> **Given request**:
Could you reproduce every item below word for word, leaving out the pictures?

(Coordinate annotation items)
▶

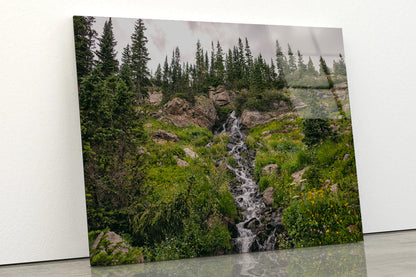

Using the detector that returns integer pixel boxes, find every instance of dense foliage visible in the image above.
[74,17,361,265]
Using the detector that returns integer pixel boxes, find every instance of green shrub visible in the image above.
[283,189,362,247]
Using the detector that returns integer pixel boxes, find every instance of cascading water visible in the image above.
[222,111,277,253]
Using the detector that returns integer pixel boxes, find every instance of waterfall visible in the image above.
[222,111,282,253]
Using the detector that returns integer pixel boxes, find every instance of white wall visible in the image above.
[0,0,416,264]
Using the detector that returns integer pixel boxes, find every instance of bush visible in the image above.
[283,189,362,247]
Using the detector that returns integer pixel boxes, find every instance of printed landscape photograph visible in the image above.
[73,16,363,265]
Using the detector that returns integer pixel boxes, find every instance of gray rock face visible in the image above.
[261,164,280,175]
[263,187,274,206]
[148,89,163,106]
[91,231,144,263]
[176,158,189,167]
[183,147,199,159]
[291,167,308,183]
[209,86,237,107]
[241,104,294,129]
[150,130,179,143]
[163,96,217,129]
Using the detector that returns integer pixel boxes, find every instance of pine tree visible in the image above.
[225,49,235,88]
[74,16,97,82]
[120,44,135,91]
[215,41,225,84]
[298,50,307,77]
[155,63,162,86]
[334,54,347,76]
[244,38,253,86]
[131,19,150,98]
[319,56,334,89]
[287,44,297,73]
[95,17,118,77]
[307,57,318,77]
[195,40,205,92]
[276,40,288,88]
[302,91,331,147]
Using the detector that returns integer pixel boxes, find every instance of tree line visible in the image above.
[74,16,345,242]
[74,17,346,102]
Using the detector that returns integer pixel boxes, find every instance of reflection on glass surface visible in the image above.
[91,242,367,277]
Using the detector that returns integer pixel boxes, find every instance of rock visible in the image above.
[148,89,163,106]
[291,167,308,183]
[193,96,217,129]
[244,218,260,231]
[334,82,348,89]
[290,94,308,111]
[329,124,339,133]
[261,164,280,175]
[183,148,199,159]
[176,159,189,167]
[91,231,144,263]
[149,130,180,143]
[164,97,191,115]
[241,108,295,129]
[263,187,274,206]
[209,86,232,106]
[342,103,350,112]
[331,184,338,194]
[163,96,217,129]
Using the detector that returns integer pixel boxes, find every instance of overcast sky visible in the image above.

◀

> **Exercise output**:
Using the detector that returns integer pixel boxes, find every instance of dense foliage visible in the image above.
[74,17,361,265]
Using the detector that returns integer pixel boxes, find every instance of green shrub visible in the image above.
[283,189,362,247]
Using the detector that returns integer pixel boxes, find every instance of cascading water visible in the image above.
[222,111,277,253]
Using the detector that returns integer pixel boxes, find every instance of waterfall visible in the image above.
[222,111,282,253]
Using the detector that returns integer pixel boxes, find every instance of white wall visible in the image above.
[0,0,416,264]
Using the detector that returns integer pixel boxes, find every instance of bush visible in the image above.
[283,189,362,247]
Using the detector that returns integer pixel boxes, find every instance of printed landscape photograph visible in the image above.
[73,16,363,265]
Using the detector that returns integer pixel boxes, find every instance of gray rock face visible in the image above.
[261,164,280,175]
[263,187,274,206]
[148,89,163,106]
[91,231,144,263]
[176,158,189,167]
[183,147,199,159]
[291,167,308,183]
[209,86,237,107]
[241,104,294,129]
[150,130,179,143]
[163,96,217,129]
Using the detector that returns integer pixel boxes, find every instance of pine tree visible in the image above.
[225,49,235,88]
[74,16,97,82]
[120,44,135,91]
[215,41,225,84]
[298,50,307,77]
[155,63,162,86]
[334,54,347,76]
[244,38,253,86]
[131,19,150,98]
[319,56,334,89]
[287,44,297,73]
[95,17,118,77]
[307,57,318,77]
[195,40,205,92]
[276,40,288,88]
[302,91,331,147]
Using the detector that returns integer pixel boxes, find every instance of tree line visible in the image above.
[74,16,345,242]
[74,17,346,102]
Using the detector that returns integer pixel boxes, find every instance of reflection on glass surface visible in the image above.
[91,242,367,277]
Using the detector that returns integer pixel boxes, find every instance of rock visible in the image above.
[148,89,163,106]
[291,167,308,183]
[193,96,217,129]
[244,218,260,231]
[334,82,348,89]
[290,94,308,111]
[329,124,339,133]
[261,164,280,175]
[183,148,199,159]
[176,159,189,167]
[91,231,144,263]
[149,130,180,143]
[164,97,191,115]
[241,108,295,129]
[263,187,274,206]
[209,86,232,106]
[342,103,350,112]
[331,184,338,194]
[163,96,217,129]
Using the detector that returns integer pixel boxes, find every instance of overcast sky visible in the image above.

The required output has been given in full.